:: Page extract ::
A resonant series RLC circuit calculator may be used to verify the calculations of the examples below and also for more practice and investigations of these circuits.
Consider the series RLC circuit shown below.
For a circuit supplied by a voltage source of frequency \( f \), the total impedance \( Z \) of the series RLC circuitis given by:
\[ Z = R + j \left(\omega L - \dfrac{1}{\omega C} \right) \]
The relationship between the current \( I \) and the voltage \( V_i \) is given by
\[ I = \dfrac{V_i}{Z} \]
where \( V_i \) and \( I \) are the complex form of the voltage \( v_i \) and the current \( i \) respectively.
Using the definition of the magnitude of a complex number, the magnitude \( |Z| \) is given by
\( |Z| = \sqrt {R^2 + \left(\omega L - \dfrac{1}{\omega C} \right)^2} \)
If \( V_0 \) is the peak value of the voltage source \( v_i = V_0 \cos (\omega t) \), then the peak value \( I_0 \) of \( I \) is given by
\( I_0 = \dfrac{V_0}{ |Z| } = \dfrac{V_0}{ \sqrt {R^2 + \left(\omega L - \dfrac{1}{\omega C} \right)^2} } \)
The frequency of resonance is defined as the frequency for which \( I_0 \) is maximum or when the magnitude of \( Z \) is minimum.
Since the resistance \( R \) is independent of the frequency, the minimum value of \( |Z| \) occurs at \( \omega = \omega_r \) such that
\( \left(\omega_r L - \dfrac{1}{\omega_r C} \right) = 0 \)

[Pointing and labeling entries]
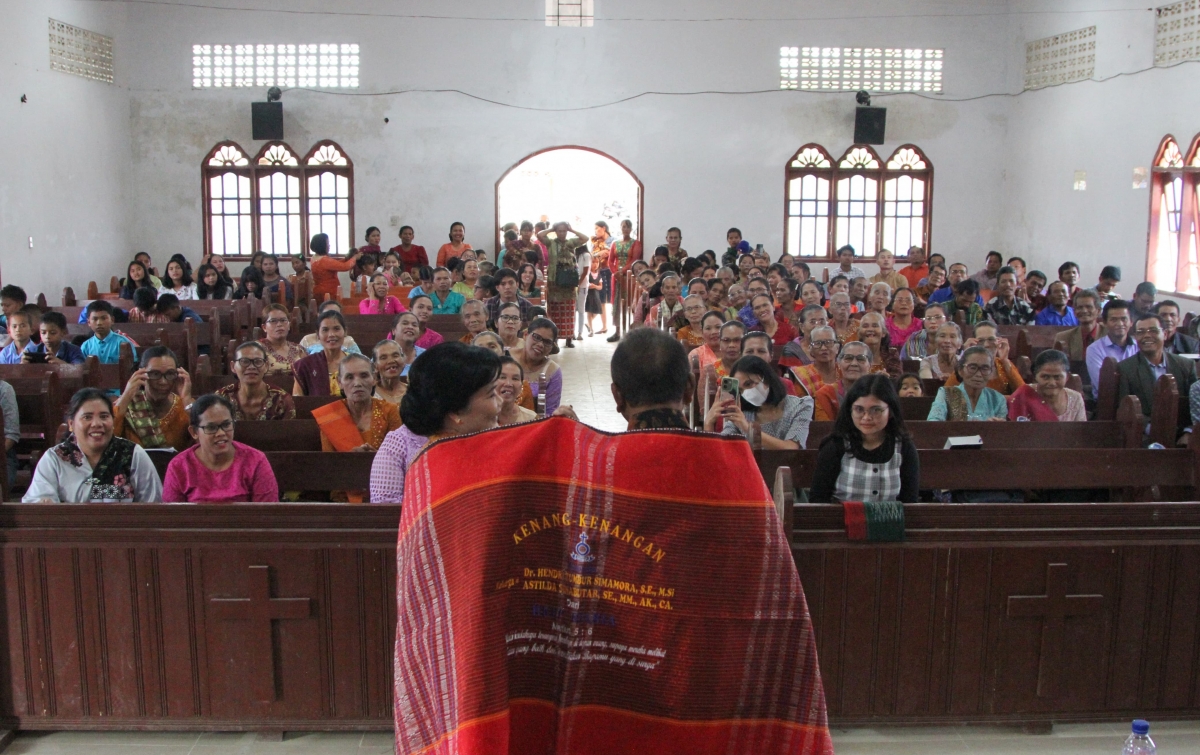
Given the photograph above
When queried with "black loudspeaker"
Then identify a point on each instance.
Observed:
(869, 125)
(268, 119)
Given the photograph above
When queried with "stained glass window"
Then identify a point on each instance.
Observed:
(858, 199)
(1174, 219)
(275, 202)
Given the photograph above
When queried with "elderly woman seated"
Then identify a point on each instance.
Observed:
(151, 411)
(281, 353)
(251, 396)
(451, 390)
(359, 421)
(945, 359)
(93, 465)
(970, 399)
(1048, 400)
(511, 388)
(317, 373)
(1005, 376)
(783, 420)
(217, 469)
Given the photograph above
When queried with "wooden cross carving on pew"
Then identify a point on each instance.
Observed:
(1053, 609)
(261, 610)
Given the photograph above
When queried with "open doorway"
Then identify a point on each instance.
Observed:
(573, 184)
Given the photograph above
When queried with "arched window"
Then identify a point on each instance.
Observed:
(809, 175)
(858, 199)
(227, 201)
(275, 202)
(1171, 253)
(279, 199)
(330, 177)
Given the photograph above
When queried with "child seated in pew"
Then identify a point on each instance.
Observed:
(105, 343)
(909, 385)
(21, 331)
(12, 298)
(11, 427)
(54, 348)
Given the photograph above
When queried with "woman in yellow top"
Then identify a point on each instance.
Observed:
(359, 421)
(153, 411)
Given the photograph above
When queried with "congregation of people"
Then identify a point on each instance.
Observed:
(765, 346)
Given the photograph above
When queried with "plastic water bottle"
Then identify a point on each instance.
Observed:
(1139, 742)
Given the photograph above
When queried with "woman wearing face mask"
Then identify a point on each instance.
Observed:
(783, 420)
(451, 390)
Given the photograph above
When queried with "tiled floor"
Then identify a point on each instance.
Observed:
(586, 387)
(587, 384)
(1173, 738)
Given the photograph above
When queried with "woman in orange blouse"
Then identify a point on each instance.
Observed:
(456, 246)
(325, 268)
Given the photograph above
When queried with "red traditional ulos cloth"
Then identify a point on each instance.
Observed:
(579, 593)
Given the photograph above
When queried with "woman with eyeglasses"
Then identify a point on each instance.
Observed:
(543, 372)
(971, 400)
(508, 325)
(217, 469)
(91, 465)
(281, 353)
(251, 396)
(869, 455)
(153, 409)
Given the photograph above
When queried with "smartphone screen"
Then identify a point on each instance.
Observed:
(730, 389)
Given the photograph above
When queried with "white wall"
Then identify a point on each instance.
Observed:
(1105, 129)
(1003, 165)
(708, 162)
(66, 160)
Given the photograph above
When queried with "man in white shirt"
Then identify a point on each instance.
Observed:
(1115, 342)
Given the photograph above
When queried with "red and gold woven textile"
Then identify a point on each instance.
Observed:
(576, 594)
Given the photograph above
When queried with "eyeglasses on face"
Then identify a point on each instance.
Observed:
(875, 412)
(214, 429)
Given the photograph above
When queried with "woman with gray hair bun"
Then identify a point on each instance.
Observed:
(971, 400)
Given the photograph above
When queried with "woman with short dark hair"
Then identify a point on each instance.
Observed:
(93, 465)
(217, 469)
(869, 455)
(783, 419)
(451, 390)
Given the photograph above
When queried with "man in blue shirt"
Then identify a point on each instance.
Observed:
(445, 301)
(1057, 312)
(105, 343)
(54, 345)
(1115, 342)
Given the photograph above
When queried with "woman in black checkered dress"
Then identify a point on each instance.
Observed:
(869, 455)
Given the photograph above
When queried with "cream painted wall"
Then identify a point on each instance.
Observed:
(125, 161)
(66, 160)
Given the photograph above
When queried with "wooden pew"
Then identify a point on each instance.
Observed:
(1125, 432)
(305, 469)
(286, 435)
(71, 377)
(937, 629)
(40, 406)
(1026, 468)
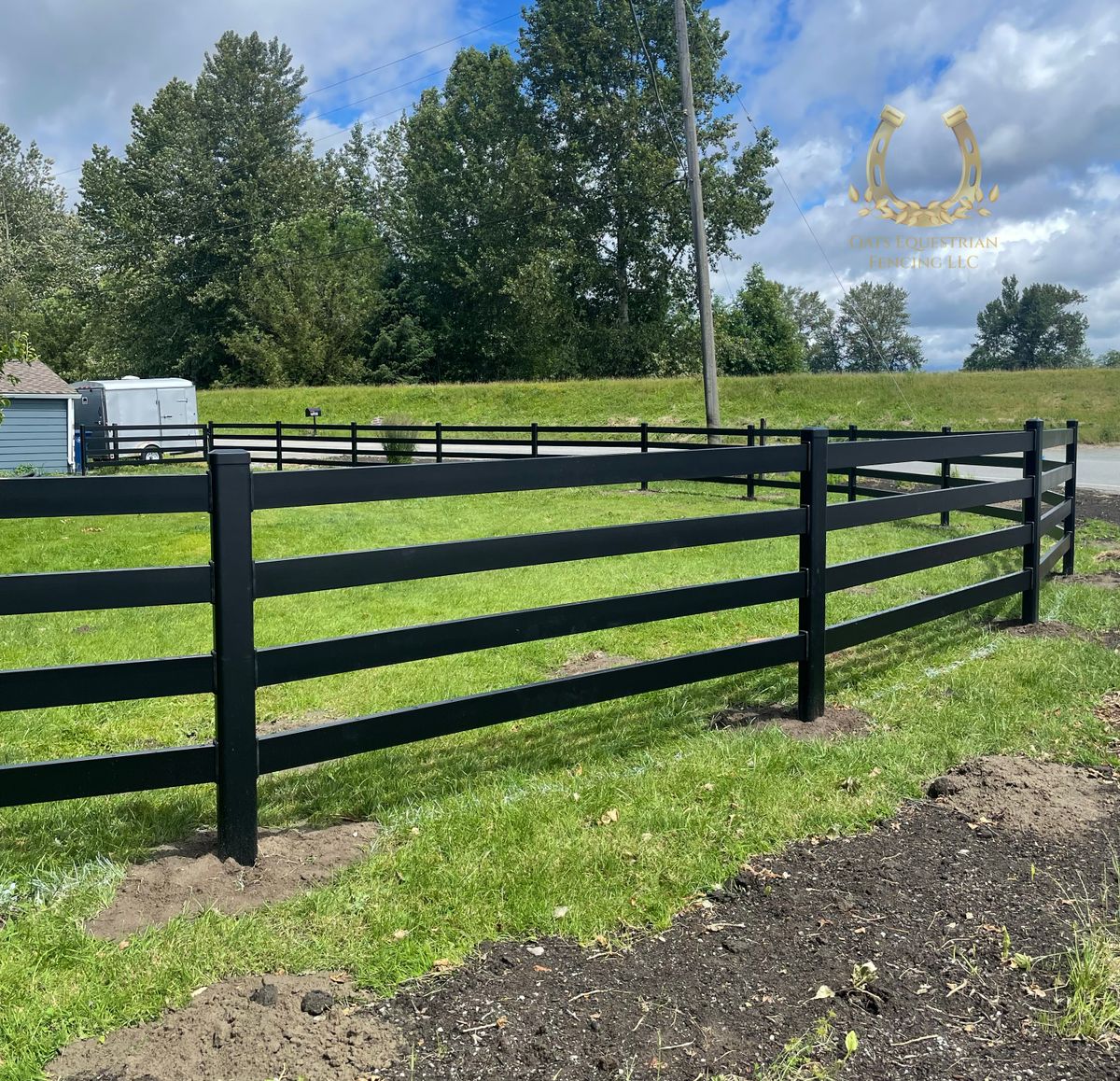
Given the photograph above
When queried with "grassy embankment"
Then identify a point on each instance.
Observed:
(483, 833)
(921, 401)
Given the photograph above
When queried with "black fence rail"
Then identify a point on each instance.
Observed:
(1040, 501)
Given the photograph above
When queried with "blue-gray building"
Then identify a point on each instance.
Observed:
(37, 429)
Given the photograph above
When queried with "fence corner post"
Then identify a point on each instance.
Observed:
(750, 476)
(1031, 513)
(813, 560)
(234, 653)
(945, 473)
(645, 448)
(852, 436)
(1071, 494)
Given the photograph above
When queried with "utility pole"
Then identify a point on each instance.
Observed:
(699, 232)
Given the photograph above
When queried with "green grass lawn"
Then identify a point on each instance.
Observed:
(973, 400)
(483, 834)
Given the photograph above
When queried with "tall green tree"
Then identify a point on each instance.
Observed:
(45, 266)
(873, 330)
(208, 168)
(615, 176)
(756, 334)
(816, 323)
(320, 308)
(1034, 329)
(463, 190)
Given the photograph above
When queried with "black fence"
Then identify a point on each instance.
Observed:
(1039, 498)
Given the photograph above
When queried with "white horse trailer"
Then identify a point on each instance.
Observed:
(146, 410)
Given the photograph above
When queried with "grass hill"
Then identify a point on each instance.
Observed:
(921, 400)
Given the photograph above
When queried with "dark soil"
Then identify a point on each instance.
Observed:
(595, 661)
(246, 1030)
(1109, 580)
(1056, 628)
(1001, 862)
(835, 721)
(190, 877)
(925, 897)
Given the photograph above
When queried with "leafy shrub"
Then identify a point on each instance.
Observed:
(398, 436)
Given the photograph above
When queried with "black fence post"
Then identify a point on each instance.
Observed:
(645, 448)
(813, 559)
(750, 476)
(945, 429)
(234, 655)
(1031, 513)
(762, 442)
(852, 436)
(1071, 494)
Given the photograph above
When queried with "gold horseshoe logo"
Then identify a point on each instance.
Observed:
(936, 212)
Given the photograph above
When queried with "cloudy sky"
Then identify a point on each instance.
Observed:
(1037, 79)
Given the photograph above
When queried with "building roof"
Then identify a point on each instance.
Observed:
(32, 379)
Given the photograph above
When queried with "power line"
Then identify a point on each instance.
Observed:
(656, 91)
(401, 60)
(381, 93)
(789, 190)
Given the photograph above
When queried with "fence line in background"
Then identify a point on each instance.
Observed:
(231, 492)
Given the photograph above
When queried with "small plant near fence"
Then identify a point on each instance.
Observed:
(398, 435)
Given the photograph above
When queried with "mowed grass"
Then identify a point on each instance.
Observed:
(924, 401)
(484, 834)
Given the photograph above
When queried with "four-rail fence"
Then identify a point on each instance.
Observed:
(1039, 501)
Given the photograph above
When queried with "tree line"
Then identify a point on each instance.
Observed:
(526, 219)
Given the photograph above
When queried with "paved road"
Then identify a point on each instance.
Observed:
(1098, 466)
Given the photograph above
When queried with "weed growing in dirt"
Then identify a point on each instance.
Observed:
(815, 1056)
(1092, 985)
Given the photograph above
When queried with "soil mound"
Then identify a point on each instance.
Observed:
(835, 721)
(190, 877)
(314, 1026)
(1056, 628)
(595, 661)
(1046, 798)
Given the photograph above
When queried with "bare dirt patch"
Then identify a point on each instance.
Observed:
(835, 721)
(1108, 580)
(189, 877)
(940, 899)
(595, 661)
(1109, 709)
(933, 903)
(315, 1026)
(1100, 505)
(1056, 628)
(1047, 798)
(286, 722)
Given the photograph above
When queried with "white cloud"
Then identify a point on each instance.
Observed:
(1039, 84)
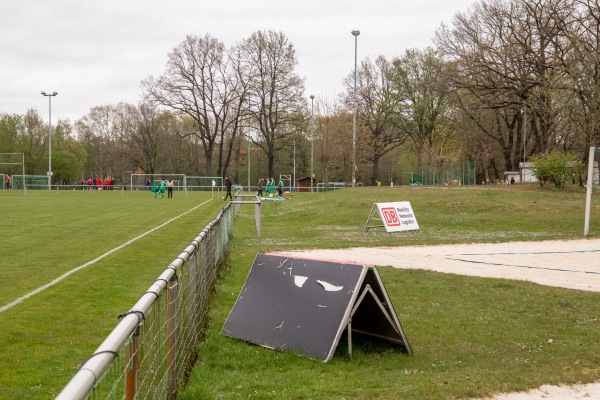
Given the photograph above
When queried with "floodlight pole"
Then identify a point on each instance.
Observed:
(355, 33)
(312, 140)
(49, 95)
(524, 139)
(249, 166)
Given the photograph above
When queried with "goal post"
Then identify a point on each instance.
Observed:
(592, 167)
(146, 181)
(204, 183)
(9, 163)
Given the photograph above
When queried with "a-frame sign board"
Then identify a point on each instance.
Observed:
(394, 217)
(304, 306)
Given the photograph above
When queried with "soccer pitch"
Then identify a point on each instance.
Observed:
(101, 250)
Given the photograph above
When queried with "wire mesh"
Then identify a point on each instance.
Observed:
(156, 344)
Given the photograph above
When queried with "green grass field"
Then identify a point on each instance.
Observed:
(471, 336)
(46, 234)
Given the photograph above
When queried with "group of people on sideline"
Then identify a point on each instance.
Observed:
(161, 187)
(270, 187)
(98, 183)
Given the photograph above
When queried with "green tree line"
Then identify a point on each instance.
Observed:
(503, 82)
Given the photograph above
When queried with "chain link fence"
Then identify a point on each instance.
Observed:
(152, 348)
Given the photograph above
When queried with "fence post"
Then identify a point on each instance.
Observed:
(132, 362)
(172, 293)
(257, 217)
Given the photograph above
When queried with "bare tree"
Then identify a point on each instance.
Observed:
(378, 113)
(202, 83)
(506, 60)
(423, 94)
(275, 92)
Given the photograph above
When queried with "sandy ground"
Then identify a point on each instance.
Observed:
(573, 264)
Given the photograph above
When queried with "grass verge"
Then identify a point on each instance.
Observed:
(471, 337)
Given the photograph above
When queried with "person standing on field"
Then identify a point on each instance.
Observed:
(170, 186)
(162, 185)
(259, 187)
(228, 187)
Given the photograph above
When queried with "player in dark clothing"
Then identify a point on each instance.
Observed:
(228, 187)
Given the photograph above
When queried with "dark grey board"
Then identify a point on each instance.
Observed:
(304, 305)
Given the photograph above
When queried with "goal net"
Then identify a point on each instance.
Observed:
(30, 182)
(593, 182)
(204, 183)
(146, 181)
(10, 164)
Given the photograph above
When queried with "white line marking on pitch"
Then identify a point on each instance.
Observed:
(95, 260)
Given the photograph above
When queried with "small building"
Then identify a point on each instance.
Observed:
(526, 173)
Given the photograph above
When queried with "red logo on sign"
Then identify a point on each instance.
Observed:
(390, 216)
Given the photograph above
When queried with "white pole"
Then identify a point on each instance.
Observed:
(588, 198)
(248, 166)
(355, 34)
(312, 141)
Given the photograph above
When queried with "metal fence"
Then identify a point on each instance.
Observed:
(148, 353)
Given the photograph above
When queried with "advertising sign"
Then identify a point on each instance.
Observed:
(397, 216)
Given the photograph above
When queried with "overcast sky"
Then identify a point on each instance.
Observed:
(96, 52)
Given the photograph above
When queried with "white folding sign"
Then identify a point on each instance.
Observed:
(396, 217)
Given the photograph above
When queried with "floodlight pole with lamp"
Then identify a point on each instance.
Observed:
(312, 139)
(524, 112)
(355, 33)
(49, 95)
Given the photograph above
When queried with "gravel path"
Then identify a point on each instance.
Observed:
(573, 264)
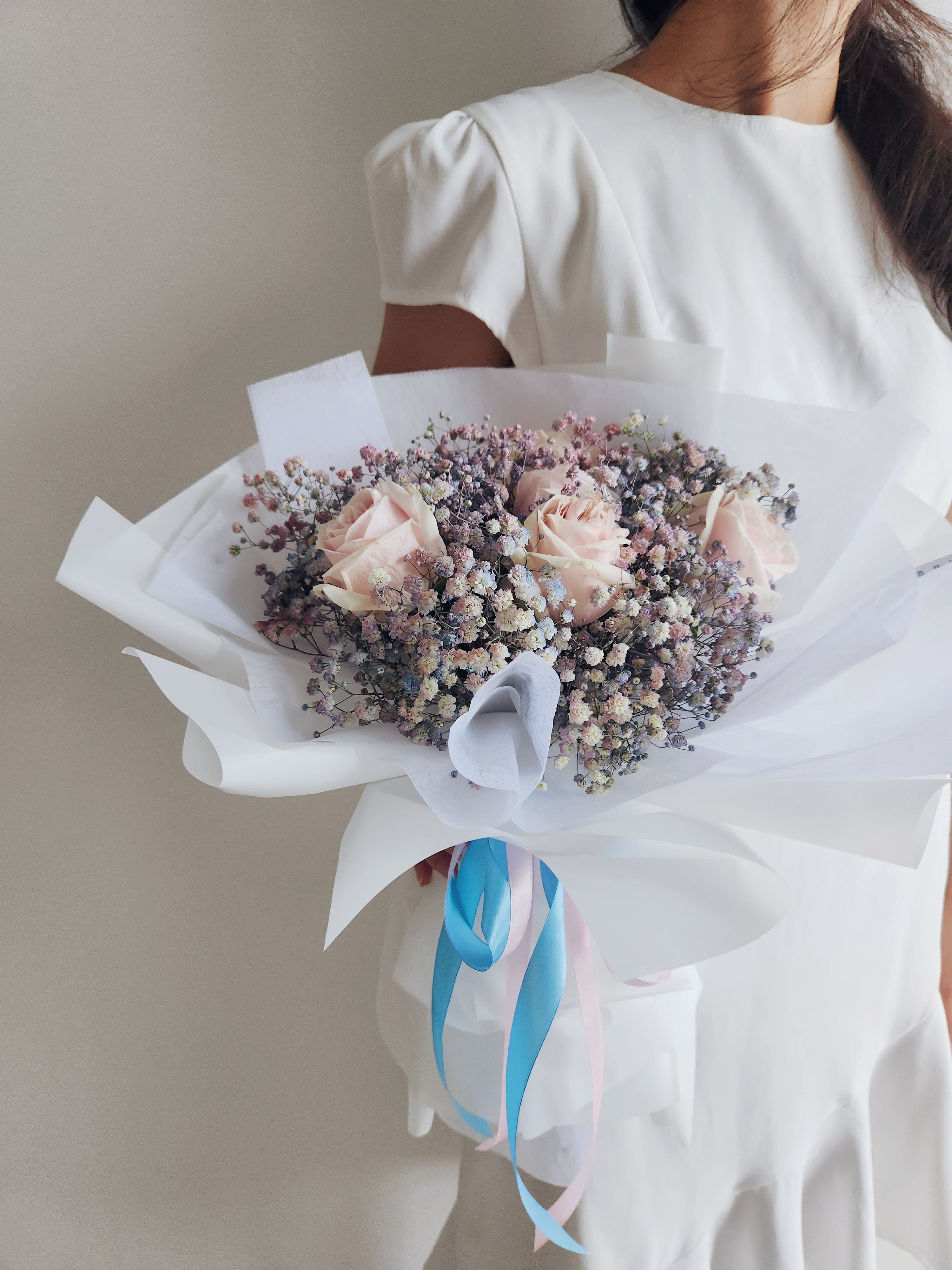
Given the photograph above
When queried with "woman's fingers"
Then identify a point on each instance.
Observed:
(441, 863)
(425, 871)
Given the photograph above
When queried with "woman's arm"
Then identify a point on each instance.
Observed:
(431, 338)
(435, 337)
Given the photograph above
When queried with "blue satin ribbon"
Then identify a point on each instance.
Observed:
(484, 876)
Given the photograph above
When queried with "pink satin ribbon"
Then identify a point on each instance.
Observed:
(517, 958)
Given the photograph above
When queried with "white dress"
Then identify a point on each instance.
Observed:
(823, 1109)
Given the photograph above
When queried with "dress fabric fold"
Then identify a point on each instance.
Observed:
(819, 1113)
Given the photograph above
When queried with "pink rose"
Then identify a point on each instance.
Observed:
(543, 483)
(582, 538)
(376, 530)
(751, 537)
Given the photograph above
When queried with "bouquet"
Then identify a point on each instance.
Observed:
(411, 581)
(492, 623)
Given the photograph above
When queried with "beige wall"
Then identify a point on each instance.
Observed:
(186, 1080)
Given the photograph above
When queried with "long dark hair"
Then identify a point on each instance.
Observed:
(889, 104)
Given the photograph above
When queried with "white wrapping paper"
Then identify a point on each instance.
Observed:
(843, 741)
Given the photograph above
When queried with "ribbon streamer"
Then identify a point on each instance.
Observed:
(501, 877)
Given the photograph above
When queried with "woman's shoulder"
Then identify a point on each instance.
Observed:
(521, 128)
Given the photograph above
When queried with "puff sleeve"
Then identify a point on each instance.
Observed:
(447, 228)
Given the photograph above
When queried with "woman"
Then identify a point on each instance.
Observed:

:: What this task involves ::
From the series RLC resonance text, quote the stretch from "Using the definition" through "Z \) is minimum.".

:: Result of the exercise ::
Using the definition of the magnitude of a complex number, the magnitude \( |Z| \) is given by
\( |Z| = \sqrt {R^2 + \left(\omega L - \dfrac{1}{\omega C} \right)^2} \)
If \( V_0 \) is the peak value of the voltage source \( v_i = V_0 \cos (\omega t) \), then the peak value \( I_0 \) of \( I \) is given by
\( I_0 = \dfrac{V_0}{ |Z| } = \dfrac{V_0}{ \sqrt {R^2 + \left(\omega L - \dfrac{1}{\omega C} \right)^2} } \)
The frequency of resonance is defined as the frequency for which \( I_0 \) is maximum or when the magnitude of \( Z \) is minimum.